- [TÂCHE À FAIRE A]: Repérez dans les enregistrements chaque ligne où figure le mot « left », en respectant la casse, puis recopiez ces lignes.

***

La construction Zemmour
Les résultats du premier tour de l’élection présidentielle de 2022, auquel Éric Zemmour a obtenu 7,07 % des suffrages exprimés, ne peuvent qu’interpeller au regard de la bulle médiatique créée et entretenue de septembre 2021 à mars 2022, autour de la candidature du président de Reconquête !. Ils invitent aussi à s’interroger sur la pratique sondagière qui a servi à légitimer cette candidature.
En attente de leur « moment Baron noir », pressés de faire vivre une actualité de « dernières minutes », de polémiques et de rebondissements préécrits, la quasi-totalité des médias français, et pas seulement les chaînes d’information en continu, a choisi de traiter l’élection présidentielle à venir en faisant du polémiste son centre de gravité. La couverture médiatique hypertrophiée dont Éric Zemmour a bénéficié a créé le « fait politique » qu’elle était censée analyser. La place centrale prise par le commentaire des enquêtes d’opinion, au détriment des débats de fond, a entretenu cette hypertrophie. Nombre d’intervieweurs ont concentré une part démesurée de leurs questions à solliciter des réactions sur des mouvements de sondages plus faibles que des marges d’erreur. Plusieurs acteurs politiques ont semblé se donner comme seule boussole stratégique les intentions sondagières.
Cette primauté accordée aux sondages l’a été dans un contexte d’explosion de leur nombre, tendance lourde depuis vingt ans qui s’est encore accélérée au cours des récentes années. Selon les chiffres de la Commission des sondages2, on est passé de 192 à 560 sondages en lien avec l’élection présidentielle entre 2002 et 2017. La barre des 600 enquêtes devait être largement dépassée pour la présidentielle de 2022. Leur multiplication sans justification apparente s’accompagne de nouvelles pratiques de constitution d’échantillons (échantillons en ligne de volontaires autorecrutés) qui soulèvent des interrogations sur la fiabilité des résultats (pointées notamment par le politiste Alexandre Dézé3). Elle rend d’autant plus facile, concernant la couverture de la candidature d’Éric Zemmour, des affirmations telles qu’« un mauvais sondage, c’est un mauvais sondage. Trois mauvais sondages, c’est peut-être le début d’un fait politique », publiée sous la plume du journaliste de Libération Nicolas Massol, en septembre 20214, pour commenter les courbes respectives de la présidente du Rassemblement national et du futur président de Reconquête !.

***

- [TÂCHE À FAIRE B]: Reproduisez à l'identique, s'il vous plaît, le passage de l'extrait à lire commençant par « La construction Zemmour » et se terminant par « légitimer cette candidature. ».

- [ENREGISTREMENTS FOURNIS]:
***

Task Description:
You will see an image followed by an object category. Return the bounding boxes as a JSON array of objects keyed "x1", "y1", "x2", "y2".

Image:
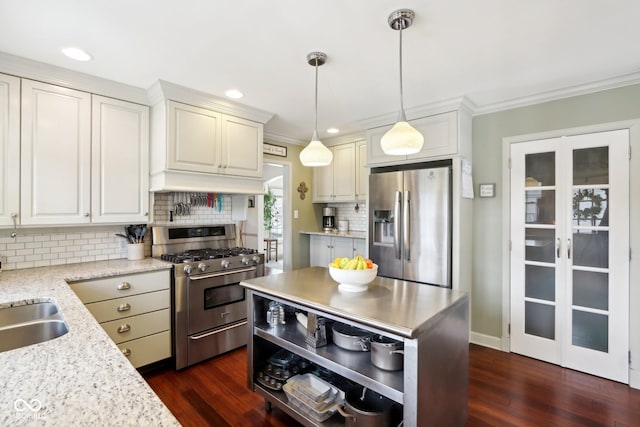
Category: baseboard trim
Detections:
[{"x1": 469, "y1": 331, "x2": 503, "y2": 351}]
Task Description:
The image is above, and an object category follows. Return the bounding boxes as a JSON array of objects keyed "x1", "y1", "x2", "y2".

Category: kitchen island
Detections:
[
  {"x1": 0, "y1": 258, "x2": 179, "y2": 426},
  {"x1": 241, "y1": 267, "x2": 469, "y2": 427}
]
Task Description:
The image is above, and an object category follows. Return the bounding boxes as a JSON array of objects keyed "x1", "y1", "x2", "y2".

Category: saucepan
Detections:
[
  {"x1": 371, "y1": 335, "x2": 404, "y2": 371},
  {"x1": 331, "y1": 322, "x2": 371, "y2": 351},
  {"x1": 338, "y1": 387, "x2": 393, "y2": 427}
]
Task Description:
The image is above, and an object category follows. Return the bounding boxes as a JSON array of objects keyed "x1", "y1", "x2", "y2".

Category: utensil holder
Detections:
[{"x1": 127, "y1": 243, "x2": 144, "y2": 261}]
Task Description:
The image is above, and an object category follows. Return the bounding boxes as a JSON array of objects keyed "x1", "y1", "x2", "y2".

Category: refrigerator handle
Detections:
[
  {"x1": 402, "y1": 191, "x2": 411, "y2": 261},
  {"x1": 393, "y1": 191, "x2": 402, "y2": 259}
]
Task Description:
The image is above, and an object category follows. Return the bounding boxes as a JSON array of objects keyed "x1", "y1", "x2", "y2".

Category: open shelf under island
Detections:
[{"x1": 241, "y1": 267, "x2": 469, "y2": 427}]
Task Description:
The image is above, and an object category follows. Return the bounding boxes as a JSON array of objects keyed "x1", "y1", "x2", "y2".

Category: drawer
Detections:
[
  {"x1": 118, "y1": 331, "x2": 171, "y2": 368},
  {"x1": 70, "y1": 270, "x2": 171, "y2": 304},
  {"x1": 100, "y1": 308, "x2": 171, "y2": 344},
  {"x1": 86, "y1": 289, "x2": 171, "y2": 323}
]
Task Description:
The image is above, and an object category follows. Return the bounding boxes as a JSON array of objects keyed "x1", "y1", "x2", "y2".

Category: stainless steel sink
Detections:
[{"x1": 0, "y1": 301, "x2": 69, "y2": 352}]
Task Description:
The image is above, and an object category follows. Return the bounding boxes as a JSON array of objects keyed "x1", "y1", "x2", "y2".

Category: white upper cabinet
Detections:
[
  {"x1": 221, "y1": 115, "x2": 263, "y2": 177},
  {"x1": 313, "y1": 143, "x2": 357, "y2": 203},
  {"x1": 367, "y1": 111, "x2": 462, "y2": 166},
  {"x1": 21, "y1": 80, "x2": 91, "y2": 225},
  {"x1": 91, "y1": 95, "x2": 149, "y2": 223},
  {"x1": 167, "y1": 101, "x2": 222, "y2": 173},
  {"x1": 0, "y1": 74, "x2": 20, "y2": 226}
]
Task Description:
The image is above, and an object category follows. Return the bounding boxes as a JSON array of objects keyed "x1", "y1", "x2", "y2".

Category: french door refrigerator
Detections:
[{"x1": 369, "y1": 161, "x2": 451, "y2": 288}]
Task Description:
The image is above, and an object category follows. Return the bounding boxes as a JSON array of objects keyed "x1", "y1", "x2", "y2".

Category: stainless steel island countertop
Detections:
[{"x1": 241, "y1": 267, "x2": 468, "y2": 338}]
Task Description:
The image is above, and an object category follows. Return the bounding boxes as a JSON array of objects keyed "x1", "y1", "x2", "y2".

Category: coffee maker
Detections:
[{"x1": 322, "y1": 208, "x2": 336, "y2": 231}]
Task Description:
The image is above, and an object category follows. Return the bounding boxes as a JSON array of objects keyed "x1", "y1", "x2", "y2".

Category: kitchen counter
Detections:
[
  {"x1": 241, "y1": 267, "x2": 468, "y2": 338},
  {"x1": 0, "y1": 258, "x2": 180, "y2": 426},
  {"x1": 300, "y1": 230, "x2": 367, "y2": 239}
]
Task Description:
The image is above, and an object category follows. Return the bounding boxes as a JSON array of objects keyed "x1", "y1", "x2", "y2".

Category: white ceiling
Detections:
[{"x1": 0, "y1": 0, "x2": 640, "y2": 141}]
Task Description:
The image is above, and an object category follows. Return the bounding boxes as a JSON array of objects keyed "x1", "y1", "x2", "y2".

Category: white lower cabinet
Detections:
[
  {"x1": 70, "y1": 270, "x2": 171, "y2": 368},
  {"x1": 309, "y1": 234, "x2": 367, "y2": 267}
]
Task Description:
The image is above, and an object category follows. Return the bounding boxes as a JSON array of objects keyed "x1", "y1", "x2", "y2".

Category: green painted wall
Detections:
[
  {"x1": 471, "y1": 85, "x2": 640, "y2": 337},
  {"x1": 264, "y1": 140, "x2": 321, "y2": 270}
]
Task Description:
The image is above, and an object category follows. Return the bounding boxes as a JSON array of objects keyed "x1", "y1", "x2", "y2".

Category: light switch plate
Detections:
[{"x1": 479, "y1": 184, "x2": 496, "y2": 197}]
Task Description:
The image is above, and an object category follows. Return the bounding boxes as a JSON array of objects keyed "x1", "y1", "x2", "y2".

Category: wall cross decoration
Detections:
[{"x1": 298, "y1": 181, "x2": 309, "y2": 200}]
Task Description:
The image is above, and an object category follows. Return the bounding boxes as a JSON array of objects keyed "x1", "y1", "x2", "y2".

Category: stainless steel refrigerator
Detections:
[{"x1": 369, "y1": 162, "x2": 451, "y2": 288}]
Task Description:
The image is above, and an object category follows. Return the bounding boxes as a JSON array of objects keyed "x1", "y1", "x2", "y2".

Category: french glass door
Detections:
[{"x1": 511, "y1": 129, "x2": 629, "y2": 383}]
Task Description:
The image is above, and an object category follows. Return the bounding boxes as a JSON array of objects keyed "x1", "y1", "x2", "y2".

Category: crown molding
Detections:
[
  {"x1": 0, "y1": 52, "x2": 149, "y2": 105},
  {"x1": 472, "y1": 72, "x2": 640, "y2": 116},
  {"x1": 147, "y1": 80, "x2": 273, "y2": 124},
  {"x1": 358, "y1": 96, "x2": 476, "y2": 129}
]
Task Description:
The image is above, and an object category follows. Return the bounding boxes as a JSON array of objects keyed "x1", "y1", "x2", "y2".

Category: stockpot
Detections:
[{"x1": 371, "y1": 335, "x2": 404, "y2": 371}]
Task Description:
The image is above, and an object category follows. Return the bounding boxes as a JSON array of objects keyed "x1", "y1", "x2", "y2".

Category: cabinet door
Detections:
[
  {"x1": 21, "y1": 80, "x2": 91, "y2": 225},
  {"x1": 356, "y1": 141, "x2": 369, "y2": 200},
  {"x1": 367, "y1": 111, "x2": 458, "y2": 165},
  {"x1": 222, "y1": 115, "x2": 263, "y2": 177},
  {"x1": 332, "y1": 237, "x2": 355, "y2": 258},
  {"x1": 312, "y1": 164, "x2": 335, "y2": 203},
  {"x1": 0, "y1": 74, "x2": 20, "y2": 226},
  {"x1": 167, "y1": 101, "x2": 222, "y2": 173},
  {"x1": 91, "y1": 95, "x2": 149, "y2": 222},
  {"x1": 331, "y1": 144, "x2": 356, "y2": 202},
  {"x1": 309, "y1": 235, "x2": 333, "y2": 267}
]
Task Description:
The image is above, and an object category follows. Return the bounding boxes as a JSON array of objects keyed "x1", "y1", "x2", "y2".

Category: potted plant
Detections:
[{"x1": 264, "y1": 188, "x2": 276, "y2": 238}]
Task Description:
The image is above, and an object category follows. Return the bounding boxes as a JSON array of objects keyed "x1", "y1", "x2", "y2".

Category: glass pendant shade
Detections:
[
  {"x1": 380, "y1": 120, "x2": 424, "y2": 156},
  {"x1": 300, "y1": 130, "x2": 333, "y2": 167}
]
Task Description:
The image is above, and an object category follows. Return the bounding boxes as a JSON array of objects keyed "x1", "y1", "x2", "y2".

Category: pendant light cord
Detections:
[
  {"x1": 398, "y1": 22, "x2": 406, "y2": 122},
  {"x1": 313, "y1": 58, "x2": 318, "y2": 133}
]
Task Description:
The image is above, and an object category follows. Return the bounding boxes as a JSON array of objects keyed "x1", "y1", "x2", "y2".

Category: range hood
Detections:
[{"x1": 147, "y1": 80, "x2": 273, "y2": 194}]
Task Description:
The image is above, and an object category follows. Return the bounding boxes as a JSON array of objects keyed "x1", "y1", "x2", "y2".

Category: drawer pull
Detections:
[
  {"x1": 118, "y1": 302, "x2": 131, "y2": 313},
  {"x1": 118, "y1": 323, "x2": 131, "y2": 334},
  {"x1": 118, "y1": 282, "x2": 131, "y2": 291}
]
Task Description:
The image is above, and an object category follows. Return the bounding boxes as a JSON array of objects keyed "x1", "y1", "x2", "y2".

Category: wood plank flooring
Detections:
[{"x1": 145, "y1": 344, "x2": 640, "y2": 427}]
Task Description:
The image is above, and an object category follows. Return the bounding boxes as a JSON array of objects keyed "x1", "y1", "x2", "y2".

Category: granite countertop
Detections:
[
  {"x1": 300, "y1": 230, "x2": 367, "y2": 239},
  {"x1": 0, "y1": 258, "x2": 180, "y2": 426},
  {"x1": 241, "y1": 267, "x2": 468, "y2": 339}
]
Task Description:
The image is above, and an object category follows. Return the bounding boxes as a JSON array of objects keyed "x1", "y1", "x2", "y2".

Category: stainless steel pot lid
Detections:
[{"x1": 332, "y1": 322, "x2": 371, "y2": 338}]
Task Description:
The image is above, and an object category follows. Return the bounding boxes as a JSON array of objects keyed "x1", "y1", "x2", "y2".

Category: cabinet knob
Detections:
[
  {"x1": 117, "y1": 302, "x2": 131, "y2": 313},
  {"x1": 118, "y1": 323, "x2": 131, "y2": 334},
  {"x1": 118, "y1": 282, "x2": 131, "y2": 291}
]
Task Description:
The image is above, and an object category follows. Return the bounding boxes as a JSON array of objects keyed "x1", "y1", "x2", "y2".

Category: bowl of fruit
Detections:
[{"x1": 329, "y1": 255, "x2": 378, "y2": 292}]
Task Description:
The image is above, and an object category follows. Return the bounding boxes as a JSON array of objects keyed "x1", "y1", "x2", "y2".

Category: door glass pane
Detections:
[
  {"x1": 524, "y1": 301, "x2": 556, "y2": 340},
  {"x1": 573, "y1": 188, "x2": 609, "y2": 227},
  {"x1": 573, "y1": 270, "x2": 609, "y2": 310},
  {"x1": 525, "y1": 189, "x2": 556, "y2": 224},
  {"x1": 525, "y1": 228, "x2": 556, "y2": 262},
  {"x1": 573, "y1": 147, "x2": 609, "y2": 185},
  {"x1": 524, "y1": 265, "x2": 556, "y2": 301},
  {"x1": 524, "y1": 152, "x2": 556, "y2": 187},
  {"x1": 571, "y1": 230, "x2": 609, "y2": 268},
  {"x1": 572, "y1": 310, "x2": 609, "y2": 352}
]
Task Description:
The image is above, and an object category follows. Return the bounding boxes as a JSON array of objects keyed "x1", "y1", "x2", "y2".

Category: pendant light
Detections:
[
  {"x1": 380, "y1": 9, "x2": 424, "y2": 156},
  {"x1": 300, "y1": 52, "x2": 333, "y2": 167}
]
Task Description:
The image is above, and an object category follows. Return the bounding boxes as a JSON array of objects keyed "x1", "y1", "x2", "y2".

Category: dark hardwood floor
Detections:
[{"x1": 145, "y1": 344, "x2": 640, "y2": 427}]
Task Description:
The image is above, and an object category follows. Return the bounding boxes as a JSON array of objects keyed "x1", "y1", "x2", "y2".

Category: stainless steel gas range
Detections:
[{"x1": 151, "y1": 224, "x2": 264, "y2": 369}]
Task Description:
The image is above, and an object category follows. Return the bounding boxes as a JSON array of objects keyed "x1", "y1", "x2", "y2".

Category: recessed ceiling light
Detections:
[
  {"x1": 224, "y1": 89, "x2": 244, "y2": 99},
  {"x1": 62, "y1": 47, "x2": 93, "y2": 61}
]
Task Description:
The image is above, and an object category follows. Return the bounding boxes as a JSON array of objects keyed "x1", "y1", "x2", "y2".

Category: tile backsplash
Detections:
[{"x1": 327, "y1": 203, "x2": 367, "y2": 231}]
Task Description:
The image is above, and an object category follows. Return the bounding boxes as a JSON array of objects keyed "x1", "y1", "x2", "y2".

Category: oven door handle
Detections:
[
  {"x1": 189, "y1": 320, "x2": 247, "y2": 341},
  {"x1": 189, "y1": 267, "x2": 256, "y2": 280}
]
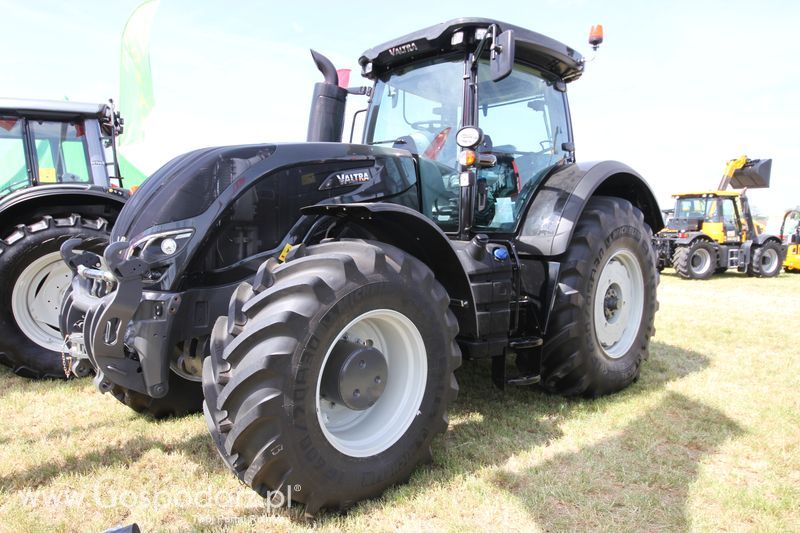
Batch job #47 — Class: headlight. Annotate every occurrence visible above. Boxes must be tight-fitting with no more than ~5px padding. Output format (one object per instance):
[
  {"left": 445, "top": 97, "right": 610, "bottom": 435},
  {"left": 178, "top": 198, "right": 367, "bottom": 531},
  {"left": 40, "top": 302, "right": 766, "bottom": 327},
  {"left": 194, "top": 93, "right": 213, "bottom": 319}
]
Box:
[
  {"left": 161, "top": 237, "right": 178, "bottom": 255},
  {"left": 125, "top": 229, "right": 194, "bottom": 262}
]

***

- [SOLUTION COMPLÈTE A]:
  {"left": 445, "top": 97, "right": 610, "bottom": 435},
  {"left": 178, "top": 198, "right": 367, "bottom": 531},
  {"left": 40, "top": 302, "right": 766, "bottom": 327},
  {"left": 194, "top": 93, "right": 213, "bottom": 319}
  {"left": 161, "top": 237, "right": 178, "bottom": 255},
  {"left": 125, "top": 229, "right": 194, "bottom": 262}

- [SOLUTION COMPLÈTE B]:
La construction Zemmour
Les résultats du premier tour de l’élection présidentielle de 2022, auquel Éric Zemmour a obtenu 7,07 % des suffrages exprimés, ne peuvent qu’interpeller au regard de la bulle médiatique créée et entretenue de septembre 2021 à mars 2022, autour de la candidature du président de Reconquête !. Ils invitent aussi à s’interroger sur la pratique sondagière qui a servi à légitimer cette candidature.